_TEXT SECTION_
So much of my thinking on media has been shaped by a key number of factors, including my own perspective as a polytheist, my consumption of and conversations around media with family and close friends throughout much of my life, the books Narrative Medicine and Coyote Medicine by Dr. Lewis Mehl-Madrona, and looking at various video bloggers such as Bob Chipman aka Moviebob or Lindsay Ellis on the role of media in modern life. I use the previous two video bloggers as jumping off points for a lot of thoughts on the very topic of this post because they give nuanced and comprehensive looks at the material they review, and both acknowledge biases they carry up front.

Media is a shared source of culture. It is the music, podcasts, and audio novels we listen to, the news, movies and shows we watch, the books, magazines, and papers we read, and so on. Rather than attach polytheism to an aesthetic, style, genre, etc, polytheist religions and their adherents embrace many Gods, and right along with this embraces many forms of media, and its attendant aesthetics and styles as well. Each kind of media we have the ability to engage with has the capacity to connect us, to enforce or renew our connections, to deepen our relationship with our polytheist religions, Holy Powers, and one another. It’s other edge is that it can do the opposite.

Right now my ears are filled with Flykt’s Forndom as I write on this phone. Much of my playlist is filled with works of similar music, including Wardruna, Heilung, Hagalaz’ Runedance, and Paleowolf. I lean to furs and leathers in my winter dress and t-shirts and shorts in the summer, usually with some kind of geek/nerd or religiously meanginful iconography on the shirts. Folk music and polytheist-oriented podcasts or Great Courses audibooks fill my ears most often. Among the shows I watch are the Marvel Netflix series, anime such as Princess Mononoke and Wolf’s Rain being among my favorites, and documentaries about history, religion, technology, and science. My wife recently turned me onto the English Heritage channel and the BBC series Tudor Monastery Farm on Youtube. I play video games as diverse as The Walking Dead, Civilization, Final Fantasy, and Battlefield. I am a long-time tabletop RPG player, DM, and storyteller.

Despite my various forms of engaging with modern media, as a polytheist I often find myself frustrated. Media’s modern incarnations are so often geared towards the marketing of lowest common denominator material that its overall contribution to the positive development of society has been, and will likely continue to be debated for a long time. Set that aside, and most of the media made is not made for polytheists and much of the media makes that quite clear up front. Modern media is part of culture, and any part of media has a hard time breaking away from the mindset in which it is based. Modern American media, as modern American culture, is so mired in a Protestant Christian mindset, arguably the most toxic elements of Calvinism and Puritanism being its largest holdovers, that it seeps into many space in which there are actual diversities of work taking place.

[Stored data entries]

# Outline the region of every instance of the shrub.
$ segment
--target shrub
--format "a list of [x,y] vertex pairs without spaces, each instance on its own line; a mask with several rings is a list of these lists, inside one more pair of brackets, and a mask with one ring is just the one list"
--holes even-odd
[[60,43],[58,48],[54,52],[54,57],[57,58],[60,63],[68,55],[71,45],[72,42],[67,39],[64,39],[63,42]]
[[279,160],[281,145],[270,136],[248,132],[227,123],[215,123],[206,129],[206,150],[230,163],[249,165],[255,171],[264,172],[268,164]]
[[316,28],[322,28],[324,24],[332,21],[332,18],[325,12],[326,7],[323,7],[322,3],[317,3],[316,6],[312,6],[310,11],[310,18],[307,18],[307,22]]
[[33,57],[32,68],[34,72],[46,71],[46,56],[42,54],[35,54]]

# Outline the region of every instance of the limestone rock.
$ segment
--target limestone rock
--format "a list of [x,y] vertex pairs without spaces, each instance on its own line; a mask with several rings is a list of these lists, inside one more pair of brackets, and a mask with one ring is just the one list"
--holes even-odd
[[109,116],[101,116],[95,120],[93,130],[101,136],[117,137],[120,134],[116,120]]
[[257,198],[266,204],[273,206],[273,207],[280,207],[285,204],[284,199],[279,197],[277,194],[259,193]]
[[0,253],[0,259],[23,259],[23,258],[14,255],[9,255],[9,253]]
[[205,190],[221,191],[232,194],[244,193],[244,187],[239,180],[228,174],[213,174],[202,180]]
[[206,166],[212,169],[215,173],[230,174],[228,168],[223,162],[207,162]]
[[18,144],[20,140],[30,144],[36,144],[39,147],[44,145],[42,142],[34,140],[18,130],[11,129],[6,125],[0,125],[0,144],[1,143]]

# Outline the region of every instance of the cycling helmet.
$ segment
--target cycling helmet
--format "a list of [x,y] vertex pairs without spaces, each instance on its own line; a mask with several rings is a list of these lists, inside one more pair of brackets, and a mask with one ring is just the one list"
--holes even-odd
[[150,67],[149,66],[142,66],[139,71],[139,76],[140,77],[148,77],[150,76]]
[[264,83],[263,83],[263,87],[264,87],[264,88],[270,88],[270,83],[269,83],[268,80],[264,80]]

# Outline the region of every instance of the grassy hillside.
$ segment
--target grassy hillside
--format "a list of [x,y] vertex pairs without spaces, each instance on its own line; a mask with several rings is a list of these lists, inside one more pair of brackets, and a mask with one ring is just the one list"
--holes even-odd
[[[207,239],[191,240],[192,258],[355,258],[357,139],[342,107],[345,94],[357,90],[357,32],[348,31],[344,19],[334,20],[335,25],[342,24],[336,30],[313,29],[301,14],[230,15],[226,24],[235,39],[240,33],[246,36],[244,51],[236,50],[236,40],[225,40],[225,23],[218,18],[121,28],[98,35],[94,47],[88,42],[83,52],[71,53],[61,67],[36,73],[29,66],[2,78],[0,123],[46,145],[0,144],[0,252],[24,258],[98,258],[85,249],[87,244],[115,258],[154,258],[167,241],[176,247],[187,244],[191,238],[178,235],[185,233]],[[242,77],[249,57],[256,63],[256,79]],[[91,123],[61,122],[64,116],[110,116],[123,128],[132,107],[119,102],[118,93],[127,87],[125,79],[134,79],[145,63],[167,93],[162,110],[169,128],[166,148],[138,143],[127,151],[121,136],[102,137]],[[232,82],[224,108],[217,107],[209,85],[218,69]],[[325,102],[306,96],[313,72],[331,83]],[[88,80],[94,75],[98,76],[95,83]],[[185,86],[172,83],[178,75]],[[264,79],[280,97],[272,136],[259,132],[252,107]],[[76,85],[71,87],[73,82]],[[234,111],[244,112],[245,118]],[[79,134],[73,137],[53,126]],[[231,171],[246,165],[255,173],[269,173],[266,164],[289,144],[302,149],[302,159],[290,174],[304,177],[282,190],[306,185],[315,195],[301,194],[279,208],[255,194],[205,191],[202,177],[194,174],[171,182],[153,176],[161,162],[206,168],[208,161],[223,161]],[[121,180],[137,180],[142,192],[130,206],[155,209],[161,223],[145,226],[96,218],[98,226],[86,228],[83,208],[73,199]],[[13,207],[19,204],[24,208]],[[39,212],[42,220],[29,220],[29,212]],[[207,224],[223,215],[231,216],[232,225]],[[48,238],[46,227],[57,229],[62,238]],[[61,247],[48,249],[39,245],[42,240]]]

---

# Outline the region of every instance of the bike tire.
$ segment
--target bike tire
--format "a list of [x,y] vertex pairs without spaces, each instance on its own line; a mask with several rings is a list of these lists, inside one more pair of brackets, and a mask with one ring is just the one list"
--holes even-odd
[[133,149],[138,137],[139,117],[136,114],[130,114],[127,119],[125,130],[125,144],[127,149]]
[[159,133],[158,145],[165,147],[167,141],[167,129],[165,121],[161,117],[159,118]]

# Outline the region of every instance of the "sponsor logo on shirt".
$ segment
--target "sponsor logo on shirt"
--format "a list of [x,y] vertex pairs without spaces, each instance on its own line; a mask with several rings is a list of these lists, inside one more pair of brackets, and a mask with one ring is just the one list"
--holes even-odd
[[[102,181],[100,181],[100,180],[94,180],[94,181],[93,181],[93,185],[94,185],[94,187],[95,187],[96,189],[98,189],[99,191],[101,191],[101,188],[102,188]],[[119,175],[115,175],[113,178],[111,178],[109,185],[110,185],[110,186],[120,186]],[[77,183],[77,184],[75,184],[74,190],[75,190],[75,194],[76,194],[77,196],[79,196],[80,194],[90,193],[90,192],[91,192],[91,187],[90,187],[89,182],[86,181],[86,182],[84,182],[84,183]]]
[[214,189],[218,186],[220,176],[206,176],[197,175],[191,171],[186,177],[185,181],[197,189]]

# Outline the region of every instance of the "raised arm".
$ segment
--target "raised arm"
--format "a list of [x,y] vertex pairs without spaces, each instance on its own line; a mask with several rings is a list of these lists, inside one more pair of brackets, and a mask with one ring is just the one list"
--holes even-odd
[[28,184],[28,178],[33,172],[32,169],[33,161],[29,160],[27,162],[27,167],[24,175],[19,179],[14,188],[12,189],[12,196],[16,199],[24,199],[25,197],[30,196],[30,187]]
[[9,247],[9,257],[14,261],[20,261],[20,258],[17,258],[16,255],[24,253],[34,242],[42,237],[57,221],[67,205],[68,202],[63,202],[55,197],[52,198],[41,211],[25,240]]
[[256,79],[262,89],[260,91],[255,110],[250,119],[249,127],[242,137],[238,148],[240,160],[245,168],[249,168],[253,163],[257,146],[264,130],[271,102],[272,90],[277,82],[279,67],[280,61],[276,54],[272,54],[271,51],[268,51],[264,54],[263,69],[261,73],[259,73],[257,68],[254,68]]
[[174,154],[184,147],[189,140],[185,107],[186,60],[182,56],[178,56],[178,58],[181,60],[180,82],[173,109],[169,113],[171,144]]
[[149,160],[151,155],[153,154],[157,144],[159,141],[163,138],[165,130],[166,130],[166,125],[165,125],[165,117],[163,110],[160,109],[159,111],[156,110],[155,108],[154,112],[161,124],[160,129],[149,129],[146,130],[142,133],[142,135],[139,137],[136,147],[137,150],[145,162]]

_PROBLEM SET_
(A) Which two books by Dr. Lewis Mehl-Madrona does the essay on polytheism and media name as having shaped the writer's thinking?
(B) Write the next part of the essay on polytheism and media, picking up after its final sentence.
The stored data entries are separate material and are unrelated to the essay on polytheism and media.

_OUTPUTS FOR THE TASKS_
(A) Narrative Medicine and Coyote Medicine.

(B)
The last video game I remember playing in which a polytheist religion figured prominently in the plot was in Mass Effect 2, where one of the squad characters worships many Gods as a matter of course and his gods and relationship with them explored in a generally respectful manner. In many of the books that I read polytheism is simply part of the landscape, such as the Jim Butcher Dresden Files books, or American Gods. These two both come with their own caveats. In a funny twist Harry Dresden has interactions with many Gods, but in this he draws a distinction between his interactions with Them and with his friend, Michael Carpenter’s faith as a Catholic, in that Harry does not need to believe in these Gods. They just exist, and his jury is out on Carpenter’s Catholic God. Despite being surrounded by Gods, and in some cases having contractual relationships with different Gods and spirits, Dresden never commits to worshiping any. This is not a problem in and of itself, but Dresden never comments on any but a Native American medicine man/wizard character working with spirits in a relationship rather than transactional way. No one in the Dresden universe has ever to actually have been shown to worship Gods, despite how much They show up and have pull in many of the plotlines he is involved in.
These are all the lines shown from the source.